(Outline annotation listing)
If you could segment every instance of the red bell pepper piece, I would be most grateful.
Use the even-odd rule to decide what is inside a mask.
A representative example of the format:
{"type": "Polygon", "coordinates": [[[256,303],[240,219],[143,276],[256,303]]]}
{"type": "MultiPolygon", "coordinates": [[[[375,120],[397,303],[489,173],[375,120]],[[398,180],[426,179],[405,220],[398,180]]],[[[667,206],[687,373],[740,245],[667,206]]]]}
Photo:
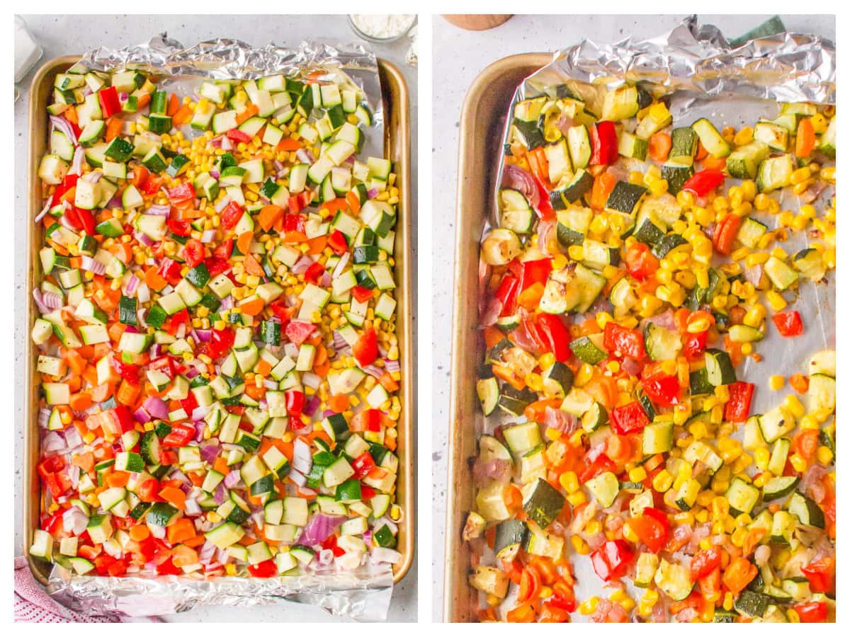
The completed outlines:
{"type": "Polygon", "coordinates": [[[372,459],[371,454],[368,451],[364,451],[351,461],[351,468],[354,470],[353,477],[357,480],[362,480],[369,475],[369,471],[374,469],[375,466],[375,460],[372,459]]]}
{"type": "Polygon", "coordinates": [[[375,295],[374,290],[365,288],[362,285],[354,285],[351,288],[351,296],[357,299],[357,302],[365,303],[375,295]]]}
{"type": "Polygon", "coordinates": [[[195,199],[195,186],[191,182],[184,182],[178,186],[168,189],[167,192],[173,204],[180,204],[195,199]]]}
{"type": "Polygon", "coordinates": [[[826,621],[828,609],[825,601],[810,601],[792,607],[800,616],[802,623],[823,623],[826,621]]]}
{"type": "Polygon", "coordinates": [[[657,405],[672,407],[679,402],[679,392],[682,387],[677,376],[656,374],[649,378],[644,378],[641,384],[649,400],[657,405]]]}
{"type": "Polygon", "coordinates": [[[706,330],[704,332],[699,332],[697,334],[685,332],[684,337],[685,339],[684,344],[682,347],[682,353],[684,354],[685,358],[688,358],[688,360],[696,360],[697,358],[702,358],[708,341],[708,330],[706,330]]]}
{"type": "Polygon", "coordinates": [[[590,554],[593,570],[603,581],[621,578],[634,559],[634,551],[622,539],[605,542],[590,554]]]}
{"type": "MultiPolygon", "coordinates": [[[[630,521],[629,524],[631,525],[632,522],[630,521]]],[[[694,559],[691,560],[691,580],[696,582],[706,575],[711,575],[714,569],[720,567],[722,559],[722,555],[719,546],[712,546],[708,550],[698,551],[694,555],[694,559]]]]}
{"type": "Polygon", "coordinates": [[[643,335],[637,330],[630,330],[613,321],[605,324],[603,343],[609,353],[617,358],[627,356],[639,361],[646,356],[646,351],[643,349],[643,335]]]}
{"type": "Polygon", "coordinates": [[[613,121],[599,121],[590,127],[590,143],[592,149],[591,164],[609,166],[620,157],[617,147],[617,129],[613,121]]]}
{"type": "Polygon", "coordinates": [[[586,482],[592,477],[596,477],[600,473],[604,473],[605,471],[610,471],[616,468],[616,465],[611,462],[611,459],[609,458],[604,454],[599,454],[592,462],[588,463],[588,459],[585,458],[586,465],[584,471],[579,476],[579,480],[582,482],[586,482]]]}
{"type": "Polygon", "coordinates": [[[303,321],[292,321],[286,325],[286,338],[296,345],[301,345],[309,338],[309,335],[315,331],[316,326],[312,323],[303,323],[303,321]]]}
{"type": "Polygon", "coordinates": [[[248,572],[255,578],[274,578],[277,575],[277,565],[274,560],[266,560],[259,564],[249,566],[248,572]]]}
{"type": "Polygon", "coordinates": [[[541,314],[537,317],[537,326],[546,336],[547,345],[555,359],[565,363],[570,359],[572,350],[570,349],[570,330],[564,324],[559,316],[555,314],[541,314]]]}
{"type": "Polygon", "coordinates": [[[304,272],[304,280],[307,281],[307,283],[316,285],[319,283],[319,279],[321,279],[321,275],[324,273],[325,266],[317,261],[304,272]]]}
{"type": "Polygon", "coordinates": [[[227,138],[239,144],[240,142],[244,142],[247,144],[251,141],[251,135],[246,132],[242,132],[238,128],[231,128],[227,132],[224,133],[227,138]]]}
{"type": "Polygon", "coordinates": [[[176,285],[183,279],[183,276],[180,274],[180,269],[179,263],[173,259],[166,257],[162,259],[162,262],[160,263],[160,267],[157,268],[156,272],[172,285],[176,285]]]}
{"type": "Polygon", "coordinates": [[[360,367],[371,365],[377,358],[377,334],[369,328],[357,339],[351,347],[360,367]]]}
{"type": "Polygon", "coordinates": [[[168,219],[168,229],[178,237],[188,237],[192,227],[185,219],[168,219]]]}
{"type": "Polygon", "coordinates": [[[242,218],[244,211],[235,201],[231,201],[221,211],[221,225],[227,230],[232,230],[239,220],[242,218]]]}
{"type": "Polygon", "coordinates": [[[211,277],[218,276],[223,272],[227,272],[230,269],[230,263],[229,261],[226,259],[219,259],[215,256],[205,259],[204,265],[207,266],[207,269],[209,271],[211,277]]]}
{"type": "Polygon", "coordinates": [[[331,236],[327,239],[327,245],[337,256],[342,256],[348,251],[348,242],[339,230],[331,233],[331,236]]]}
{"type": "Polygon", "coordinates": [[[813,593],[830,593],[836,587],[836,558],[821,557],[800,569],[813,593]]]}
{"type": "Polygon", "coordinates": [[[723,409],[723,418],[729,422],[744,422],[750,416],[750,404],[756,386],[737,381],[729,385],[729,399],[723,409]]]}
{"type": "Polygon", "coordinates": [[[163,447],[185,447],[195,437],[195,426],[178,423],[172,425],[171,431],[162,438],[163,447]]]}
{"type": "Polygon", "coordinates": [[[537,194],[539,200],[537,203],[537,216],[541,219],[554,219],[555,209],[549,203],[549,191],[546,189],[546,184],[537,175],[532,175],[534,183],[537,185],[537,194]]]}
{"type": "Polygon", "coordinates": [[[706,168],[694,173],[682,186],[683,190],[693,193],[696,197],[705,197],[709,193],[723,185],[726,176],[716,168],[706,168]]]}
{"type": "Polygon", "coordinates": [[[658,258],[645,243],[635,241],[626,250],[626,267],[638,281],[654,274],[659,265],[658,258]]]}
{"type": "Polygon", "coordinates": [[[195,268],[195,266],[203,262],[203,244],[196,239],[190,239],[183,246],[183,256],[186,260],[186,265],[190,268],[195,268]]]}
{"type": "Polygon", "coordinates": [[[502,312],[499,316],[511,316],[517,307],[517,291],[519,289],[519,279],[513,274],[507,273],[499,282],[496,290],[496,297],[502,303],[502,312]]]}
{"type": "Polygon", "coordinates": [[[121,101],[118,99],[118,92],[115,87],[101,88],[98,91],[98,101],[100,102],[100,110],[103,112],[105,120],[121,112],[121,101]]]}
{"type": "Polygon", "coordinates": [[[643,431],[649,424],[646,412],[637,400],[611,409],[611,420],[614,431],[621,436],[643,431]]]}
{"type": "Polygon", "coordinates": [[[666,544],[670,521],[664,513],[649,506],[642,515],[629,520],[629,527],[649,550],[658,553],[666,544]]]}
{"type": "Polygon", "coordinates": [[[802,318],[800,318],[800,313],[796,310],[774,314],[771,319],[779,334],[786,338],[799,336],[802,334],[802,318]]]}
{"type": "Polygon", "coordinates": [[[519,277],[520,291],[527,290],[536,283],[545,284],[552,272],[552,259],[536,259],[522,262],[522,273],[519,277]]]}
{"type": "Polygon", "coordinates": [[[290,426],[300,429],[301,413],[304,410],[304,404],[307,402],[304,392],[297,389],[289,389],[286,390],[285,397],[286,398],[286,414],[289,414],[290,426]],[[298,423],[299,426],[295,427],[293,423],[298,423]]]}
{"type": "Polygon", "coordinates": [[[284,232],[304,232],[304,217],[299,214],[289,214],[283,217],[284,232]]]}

==

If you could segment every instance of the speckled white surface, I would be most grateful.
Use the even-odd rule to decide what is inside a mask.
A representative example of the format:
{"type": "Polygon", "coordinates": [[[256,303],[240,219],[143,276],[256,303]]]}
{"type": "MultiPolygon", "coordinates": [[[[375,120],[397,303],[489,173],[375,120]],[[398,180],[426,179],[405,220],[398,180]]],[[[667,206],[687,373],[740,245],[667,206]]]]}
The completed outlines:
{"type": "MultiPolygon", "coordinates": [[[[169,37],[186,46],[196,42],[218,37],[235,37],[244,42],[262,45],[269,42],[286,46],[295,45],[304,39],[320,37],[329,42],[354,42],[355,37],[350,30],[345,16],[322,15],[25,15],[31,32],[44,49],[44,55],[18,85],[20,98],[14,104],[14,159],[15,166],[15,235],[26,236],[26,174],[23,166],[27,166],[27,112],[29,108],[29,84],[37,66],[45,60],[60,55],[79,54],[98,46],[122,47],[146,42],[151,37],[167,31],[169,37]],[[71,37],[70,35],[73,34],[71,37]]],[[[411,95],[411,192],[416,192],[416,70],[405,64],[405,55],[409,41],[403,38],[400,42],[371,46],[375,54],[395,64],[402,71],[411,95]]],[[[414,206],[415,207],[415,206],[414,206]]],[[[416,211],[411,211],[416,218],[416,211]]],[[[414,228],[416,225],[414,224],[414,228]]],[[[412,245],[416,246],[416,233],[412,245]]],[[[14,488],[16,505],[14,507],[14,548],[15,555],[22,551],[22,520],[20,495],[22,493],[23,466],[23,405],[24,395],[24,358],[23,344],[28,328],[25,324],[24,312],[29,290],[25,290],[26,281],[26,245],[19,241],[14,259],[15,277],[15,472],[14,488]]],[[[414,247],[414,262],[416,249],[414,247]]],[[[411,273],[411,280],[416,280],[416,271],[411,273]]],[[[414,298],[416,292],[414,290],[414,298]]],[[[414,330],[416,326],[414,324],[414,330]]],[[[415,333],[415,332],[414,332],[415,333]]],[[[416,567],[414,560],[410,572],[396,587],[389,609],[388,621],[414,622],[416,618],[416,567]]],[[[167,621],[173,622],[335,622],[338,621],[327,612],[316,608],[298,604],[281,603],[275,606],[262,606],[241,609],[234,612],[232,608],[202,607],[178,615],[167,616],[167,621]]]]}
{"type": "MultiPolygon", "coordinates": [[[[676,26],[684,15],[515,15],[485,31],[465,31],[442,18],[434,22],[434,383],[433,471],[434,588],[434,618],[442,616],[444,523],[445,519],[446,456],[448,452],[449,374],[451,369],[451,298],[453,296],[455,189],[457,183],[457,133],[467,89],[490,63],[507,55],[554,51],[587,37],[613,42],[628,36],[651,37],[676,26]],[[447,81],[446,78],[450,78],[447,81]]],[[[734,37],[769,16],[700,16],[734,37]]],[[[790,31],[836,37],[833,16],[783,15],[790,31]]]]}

- [Job]: Tally the lines of the listing above that contain the string "segment", with case counting. Reply with the number alone.

- [Answer in full]: 2